[[ MATERIAL SHOWN, beginning ]]

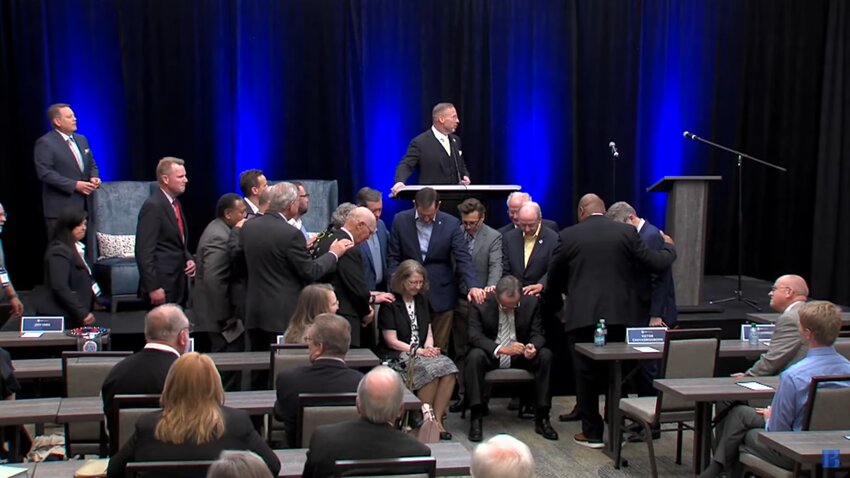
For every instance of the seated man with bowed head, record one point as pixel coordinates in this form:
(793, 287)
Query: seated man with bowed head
(373, 436)
(327, 343)
(502, 456)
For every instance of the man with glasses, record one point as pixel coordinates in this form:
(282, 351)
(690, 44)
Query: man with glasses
(327, 343)
(506, 331)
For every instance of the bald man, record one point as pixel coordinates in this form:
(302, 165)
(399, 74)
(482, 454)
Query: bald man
(600, 264)
(349, 281)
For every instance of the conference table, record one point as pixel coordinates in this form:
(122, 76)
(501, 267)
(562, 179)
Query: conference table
(704, 392)
(224, 361)
(618, 352)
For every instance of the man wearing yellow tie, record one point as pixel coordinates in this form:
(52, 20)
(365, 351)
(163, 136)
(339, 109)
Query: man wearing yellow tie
(65, 165)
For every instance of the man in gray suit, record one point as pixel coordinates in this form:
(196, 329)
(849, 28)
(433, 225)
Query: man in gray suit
(212, 311)
(788, 293)
(485, 246)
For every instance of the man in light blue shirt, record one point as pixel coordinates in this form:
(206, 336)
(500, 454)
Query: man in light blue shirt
(820, 322)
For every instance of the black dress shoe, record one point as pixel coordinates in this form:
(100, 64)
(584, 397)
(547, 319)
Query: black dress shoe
(543, 427)
(569, 417)
(475, 430)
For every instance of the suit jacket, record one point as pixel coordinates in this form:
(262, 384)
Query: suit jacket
(663, 291)
(435, 166)
(513, 253)
(58, 171)
(357, 440)
(326, 375)
(601, 265)
(785, 349)
(143, 372)
(67, 285)
(239, 434)
(484, 323)
(211, 303)
(446, 244)
(161, 252)
(546, 223)
(369, 261)
(486, 258)
(349, 283)
(279, 266)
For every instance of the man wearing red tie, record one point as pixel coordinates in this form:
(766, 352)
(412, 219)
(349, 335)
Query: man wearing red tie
(65, 165)
(161, 236)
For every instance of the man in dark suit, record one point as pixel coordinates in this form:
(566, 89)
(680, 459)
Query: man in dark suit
(65, 166)
(374, 250)
(379, 403)
(506, 331)
(212, 310)
(279, 266)
(437, 153)
(329, 337)
(252, 183)
(528, 248)
(355, 298)
(600, 265)
(515, 201)
(161, 237)
(166, 334)
(434, 239)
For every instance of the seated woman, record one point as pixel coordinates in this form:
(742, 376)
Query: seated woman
(314, 299)
(193, 424)
(69, 289)
(406, 323)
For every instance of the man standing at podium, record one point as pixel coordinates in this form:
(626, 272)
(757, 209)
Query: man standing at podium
(437, 153)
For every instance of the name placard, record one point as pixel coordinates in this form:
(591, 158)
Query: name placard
(764, 331)
(645, 335)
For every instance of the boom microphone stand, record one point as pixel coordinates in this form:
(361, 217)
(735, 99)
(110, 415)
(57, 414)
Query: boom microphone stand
(737, 294)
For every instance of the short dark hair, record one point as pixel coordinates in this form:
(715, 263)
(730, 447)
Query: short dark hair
(471, 205)
(249, 179)
(426, 197)
(367, 194)
(225, 202)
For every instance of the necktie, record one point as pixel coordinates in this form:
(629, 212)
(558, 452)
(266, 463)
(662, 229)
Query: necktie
(176, 206)
(76, 152)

[[ MATERIAL SHOWN, end ]]

#### TASK GOAL
Copy out the entries exactly. No pictures.

#### RESPONSE TO THE EXERCISE
For every instance of the seated man with bowed head, record one point as pixel coordinates in this form:
(793, 287)
Query: seated man with bowed head
(373, 436)
(327, 343)
(502, 456)
For every instance of the man with glasses, record one point as pixel coordinates in this form:
(282, 351)
(690, 44)
Query: man with glasses
(327, 343)
(506, 331)
For every instance of the bald man, record one point as pixel coordinates in this form:
(302, 165)
(399, 74)
(482, 454)
Query: bald man
(600, 264)
(349, 281)
For every instance of the conference table, record one point as pixel coordinates in this form:
(122, 76)
(501, 267)
(562, 179)
Query: conference table
(704, 392)
(224, 361)
(618, 352)
For every instance of the man wearing yellow tie, record one point as pixel coordinates in this form:
(52, 20)
(365, 351)
(163, 136)
(339, 109)
Query: man wearing yellow tie
(65, 165)
For every instance of the man in gray suit, record one point as pixel coordinates in this form:
(196, 329)
(849, 28)
(433, 225)
Query: man in gray suit
(212, 311)
(788, 293)
(485, 246)
For every instance of the man in light blue shirt, record one point as pixel coordinates in this form:
(206, 336)
(500, 454)
Query: man in light blue shirt
(820, 322)
For every instance of the black dress shoe, record one point as pixel coordinates in this form:
(100, 64)
(584, 397)
(547, 319)
Query: black dress shoe
(543, 427)
(569, 417)
(475, 430)
For every instance of the suit jacket, record one point as pixel coordinates in this form:
(262, 384)
Query: suit jacket
(663, 291)
(435, 166)
(513, 253)
(58, 171)
(357, 440)
(326, 375)
(601, 265)
(785, 349)
(143, 372)
(67, 285)
(239, 434)
(484, 323)
(211, 303)
(446, 244)
(161, 252)
(546, 223)
(369, 261)
(486, 258)
(349, 283)
(279, 266)
For every instance of the man wearing red tie, record one point as pixel coordinates in this form:
(766, 352)
(412, 219)
(349, 335)
Query: man wearing red tie
(65, 165)
(161, 236)
For every instance of the man in dark suit, record one point as pixel coordinates in this form:
(566, 89)
(680, 459)
Query: man in dark suit
(65, 166)
(374, 250)
(379, 403)
(506, 331)
(212, 310)
(279, 266)
(437, 153)
(329, 337)
(252, 183)
(528, 248)
(355, 298)
(600, 265)
(515, 201)
(161, 237)
(166, 334)
(434, 239)
For every instance of the seated woman, record one point as pixel coordinates in this form:
(742, 376)
Query: seated woman
(314, 299)
(193, 424)
(69, 289)
(406, 323)
For every instance of the man standing at podium, record one point as pixel coordinates in this form:
(626, 272)
(757, 209)
Query: man standing at podium
(437, 153)
For every instance of the name placard, record one point as pixel coordinates in this form:
(591, 158)
Query: name placard
(764, 331)
(645, 335)
For every instance of the boom microphone stand, record one point as pixel coordinates in this form:
(361, 217)
(735, 99)
(110, 415)
(57, 414)
Query: boom microphone stand
(737, 294)
For every instance of the short dark hair, record one point as pixel coordinates in this form:
(715, 263)
(730, 447)
Query: short dark hair
(471, 205)
(249, 179)
(426, 197)
(367, 194)
(225, 202)
For every instance of the necktie, record one point as pixel coordinates in this form:
(629, 212)
(558, 452)
(266, 463)
(662, 229)
Query: necktie
(176, 206)
(76, 152)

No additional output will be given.